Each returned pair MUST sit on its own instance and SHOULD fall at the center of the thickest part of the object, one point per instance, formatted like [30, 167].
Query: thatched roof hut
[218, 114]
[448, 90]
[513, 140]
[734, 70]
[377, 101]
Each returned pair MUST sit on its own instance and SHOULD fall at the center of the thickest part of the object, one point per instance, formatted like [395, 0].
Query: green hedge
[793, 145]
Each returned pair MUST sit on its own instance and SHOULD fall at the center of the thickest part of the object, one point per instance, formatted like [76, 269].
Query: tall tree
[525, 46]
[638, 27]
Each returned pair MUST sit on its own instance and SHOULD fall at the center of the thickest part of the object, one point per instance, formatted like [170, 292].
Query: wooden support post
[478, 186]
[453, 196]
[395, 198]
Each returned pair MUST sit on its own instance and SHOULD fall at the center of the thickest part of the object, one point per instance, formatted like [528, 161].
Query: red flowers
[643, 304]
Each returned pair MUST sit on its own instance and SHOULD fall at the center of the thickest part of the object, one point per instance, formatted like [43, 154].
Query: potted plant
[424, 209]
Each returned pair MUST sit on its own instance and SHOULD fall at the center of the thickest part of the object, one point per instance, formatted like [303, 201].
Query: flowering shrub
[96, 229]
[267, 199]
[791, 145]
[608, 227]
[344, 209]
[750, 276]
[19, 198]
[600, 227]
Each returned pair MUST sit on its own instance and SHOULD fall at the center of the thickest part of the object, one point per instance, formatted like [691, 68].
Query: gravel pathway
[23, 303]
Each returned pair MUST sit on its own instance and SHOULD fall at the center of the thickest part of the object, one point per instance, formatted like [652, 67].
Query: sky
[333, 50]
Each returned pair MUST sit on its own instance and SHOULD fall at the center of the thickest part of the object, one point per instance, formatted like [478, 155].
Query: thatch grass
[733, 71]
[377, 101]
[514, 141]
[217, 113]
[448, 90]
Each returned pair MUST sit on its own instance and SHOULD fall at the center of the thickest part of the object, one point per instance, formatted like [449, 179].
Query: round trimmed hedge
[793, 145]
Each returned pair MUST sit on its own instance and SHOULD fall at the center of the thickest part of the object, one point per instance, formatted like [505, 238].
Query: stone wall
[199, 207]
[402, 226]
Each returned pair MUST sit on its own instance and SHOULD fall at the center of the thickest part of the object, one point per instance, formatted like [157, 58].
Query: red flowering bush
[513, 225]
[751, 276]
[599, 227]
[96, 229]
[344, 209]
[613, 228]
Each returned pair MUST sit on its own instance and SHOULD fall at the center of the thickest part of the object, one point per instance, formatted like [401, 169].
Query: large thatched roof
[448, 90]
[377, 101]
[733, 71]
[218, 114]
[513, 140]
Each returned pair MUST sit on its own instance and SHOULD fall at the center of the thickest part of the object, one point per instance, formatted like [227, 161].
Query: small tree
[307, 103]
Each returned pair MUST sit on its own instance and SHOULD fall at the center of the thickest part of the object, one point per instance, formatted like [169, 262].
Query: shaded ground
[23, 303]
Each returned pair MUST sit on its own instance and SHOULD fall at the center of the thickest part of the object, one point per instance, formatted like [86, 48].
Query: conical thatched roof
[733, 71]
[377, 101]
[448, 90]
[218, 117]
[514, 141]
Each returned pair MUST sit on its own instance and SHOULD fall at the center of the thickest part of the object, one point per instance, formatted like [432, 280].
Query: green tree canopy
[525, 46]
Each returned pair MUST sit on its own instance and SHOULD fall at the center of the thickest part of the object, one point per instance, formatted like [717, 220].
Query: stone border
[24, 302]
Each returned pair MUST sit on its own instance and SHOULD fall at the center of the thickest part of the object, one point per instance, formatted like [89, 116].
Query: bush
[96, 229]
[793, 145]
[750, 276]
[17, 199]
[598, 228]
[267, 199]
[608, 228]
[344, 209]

• • •

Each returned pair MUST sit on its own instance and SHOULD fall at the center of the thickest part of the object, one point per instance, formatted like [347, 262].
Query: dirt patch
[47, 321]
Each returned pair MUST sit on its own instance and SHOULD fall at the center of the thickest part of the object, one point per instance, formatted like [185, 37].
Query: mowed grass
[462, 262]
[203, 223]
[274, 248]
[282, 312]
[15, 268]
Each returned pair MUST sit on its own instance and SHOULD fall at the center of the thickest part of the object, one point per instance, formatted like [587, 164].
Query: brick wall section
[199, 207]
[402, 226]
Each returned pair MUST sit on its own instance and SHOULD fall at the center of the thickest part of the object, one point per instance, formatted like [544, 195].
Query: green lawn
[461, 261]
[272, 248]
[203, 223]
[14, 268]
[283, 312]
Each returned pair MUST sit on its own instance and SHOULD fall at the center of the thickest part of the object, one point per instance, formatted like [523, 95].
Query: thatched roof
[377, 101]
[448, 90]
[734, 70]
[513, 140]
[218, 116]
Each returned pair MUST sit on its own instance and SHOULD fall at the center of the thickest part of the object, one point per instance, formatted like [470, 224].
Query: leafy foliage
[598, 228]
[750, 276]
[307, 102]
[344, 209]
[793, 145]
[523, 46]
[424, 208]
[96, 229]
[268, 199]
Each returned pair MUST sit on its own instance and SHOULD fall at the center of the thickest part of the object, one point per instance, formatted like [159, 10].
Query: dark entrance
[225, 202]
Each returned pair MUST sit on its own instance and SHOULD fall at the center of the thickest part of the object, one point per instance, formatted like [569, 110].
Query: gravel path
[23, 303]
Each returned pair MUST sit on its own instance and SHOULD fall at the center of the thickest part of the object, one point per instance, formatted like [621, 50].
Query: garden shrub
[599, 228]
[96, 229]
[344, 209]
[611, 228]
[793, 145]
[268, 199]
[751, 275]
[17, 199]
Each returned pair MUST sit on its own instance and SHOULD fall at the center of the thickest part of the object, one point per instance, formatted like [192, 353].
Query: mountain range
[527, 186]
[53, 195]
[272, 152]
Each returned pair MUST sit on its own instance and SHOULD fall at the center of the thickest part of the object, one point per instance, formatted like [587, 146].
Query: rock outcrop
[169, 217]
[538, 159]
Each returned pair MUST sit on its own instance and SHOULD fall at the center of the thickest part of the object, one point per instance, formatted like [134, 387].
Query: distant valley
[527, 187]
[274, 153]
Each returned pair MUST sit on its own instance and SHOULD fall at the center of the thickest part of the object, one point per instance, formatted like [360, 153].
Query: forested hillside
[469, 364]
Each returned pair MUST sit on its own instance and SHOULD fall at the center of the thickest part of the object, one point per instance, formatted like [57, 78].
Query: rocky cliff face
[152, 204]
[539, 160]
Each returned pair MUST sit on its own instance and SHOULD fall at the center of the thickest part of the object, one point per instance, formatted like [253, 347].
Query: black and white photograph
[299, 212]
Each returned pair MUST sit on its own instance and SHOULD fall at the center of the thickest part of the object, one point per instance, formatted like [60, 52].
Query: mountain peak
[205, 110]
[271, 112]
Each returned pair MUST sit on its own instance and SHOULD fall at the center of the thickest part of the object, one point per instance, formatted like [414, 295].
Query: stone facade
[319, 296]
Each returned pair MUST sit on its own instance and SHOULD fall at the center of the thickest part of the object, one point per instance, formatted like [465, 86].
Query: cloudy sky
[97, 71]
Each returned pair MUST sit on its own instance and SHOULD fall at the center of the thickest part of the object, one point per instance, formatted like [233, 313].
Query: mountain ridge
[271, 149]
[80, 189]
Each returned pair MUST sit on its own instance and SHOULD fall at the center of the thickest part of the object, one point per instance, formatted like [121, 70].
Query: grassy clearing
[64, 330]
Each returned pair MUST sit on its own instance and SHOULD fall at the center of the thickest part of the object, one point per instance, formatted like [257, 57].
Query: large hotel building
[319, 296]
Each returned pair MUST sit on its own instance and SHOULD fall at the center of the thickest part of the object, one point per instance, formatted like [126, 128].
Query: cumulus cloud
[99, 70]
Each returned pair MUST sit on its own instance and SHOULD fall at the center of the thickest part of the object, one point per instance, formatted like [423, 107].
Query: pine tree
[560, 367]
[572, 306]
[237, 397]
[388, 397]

• • •

> **PROBLEM TO WORK ON**
Return each line from the records above that contains the word "mountain", copying the whole line. Matching is case-sensitive.

> **PROBLEM SOLUTION**
Query: mountain range
Query: mountain peak
Query: mountain ridge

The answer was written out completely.